EXTRACT TO READ
■ ■ ■ ■

To everything there is a season,
A time for every purpose under heaven – Ecclesiastes 3:1
It’s a post that has been written many times, by many authors, on many different topics. I hesitated to share as I knew it would probably be old news, but you know what? Sometimes old new is good news; and sometimes hearing about another person’s process is helpful in my own. I hope my season can encourage you in yours, whether the title is Grace, Trust, Life, Joy, or any other place that you find yourself today.
I find it hard to write about seasons that I am in the middle of.
There’s no pretty little package all wrapped up with an ingredient list and directions attached when you’re in the middle of it. It’s a walk of faith. A step by step journey of learning and growing and stumbling and getting back up again.
I suppose that’s why life works in seasons. There is no growth without change and change is not always fun. Change requires learning, stumbling and getting back up.
There is a lot stumbling for me in this season of grace.
What exactly do I mean by “season of grace”? I’m glad you asked. 😉
Webster’s 1828 Dictionary has a list of great definitions for the word grace. In particular, what I am referring to is “Favor; good will; kindness; disposition to oblige another; as a grant made as an act of grace…Virtuous or religious affection or disposition, as a liberal disposition, faith, meekness, humility, patience, etc. proceeding from divine influence.”

■ ■ ■ ■

GIVEN ENTRIES
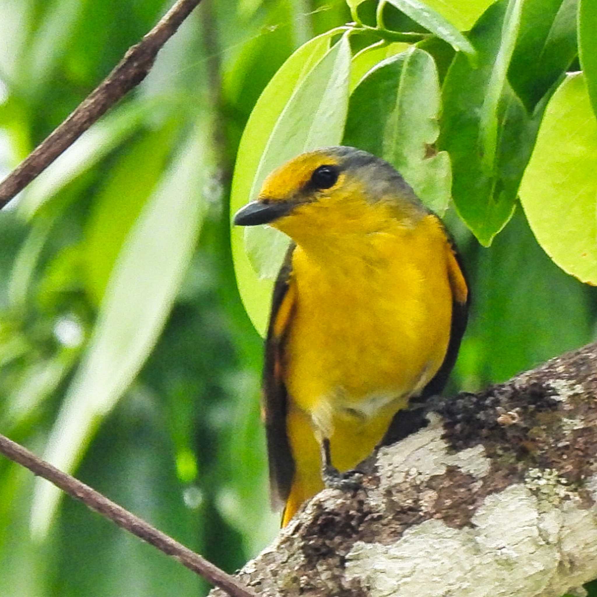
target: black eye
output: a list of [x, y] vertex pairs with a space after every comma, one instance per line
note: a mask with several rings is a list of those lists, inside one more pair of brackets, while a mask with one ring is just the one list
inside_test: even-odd
[[311, 175], [311, 184], [316, 189], [329, 189], [336, 184], [339, 174], [336, 166], [319, 166]]

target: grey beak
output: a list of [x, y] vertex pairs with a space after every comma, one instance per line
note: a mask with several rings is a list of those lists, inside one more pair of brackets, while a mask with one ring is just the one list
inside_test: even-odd
[[272, 201], [264, 203], [262, 201], [251, 201], [236, 212], [234, 216], [236, 226], [257, 226], [267, 224], [285, 216], [294, 207], [288, 201]]

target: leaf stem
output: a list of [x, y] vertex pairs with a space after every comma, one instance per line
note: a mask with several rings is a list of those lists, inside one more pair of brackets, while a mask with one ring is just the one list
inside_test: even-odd
[[432, 37], [430, 33], [417, 33], [411, 32], [402, 31], [390, 31], [389, 29], [381, 29], [379, 27], [370, 27], [369, 25], [364, 24], [359, 27], [355, 27], [354, 31], [367, 31], [368, 33], [377, 35], [382, 39], [386, 41], [401, 41], [407, 44], [414, 43], [417, 41], [421, 41]]
[[201, 0], [177, 0], [141, 41], [129, 48], [112, 72], [74, 112], [0, 182], [0, 208], [145, 78], [158, 52], [199, 2]]

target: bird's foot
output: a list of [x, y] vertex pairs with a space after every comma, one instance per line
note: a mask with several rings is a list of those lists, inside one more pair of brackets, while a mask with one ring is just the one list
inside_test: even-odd
[[356, 470], [341, 473], [332, 464], [330, 440], [327, 438], [324, 438], [321, 442], [321, 478], [328, 489], [353, 491], [362, 487], [362, 473]]
[[335, 466], [324, 466], [321, 476], [328, 489], [355, 491], [362, 488], [363, 473], [358, 470], [341, 473]]

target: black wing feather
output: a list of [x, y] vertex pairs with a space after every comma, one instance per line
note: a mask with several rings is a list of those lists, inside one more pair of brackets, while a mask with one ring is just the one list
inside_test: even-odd
[[269, 481], [272, 506], [283, 506], [290, 493], [294, 459], [286, 430], [288, 393], [281, 374], [282, 352], [287, 333], [276, 337], [274, 325], [278, 309], [288, 291], [294, 244], [288, 248], [273, 288], [272, 310], [265, 344], [263, 394]]

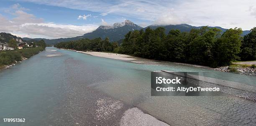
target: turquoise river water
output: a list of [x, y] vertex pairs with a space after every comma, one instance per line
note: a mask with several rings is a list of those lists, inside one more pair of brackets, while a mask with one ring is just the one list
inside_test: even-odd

■ ■ ■ ■

DESCRIPTION OF THE TASK
Rewrite the post on the season of grace starting with "To everything there" and going on through "back up again.", putting "hope" in place of "faith". The data above is separate material from the post on the season of grace.

SOLUTION TO THIS EXERCISE
To everything there is a season,
A time for every purpose under heaven – Ecclesiastes 3:1
It’s a post that has been written many times, by many authors, on many different topics. I hesitated to share as I knew it would probably be old news, but you know what? Sometimes old new is good news; and sometimes hearing about another person’s process is helpful in my own. I hope my season can encourage you in yours, whether the title is Grace, Trust, Life, Joy, or any other place that you find yourself today.
I find it hard to write about seasons that I am in the middle of.
There’s no pretty little package all wrapped up with an ingredient list and directions attached when you’re in the middle of it. It’s a walk of hope. A step by step journey of learning and growing and stumbling and getting back up again.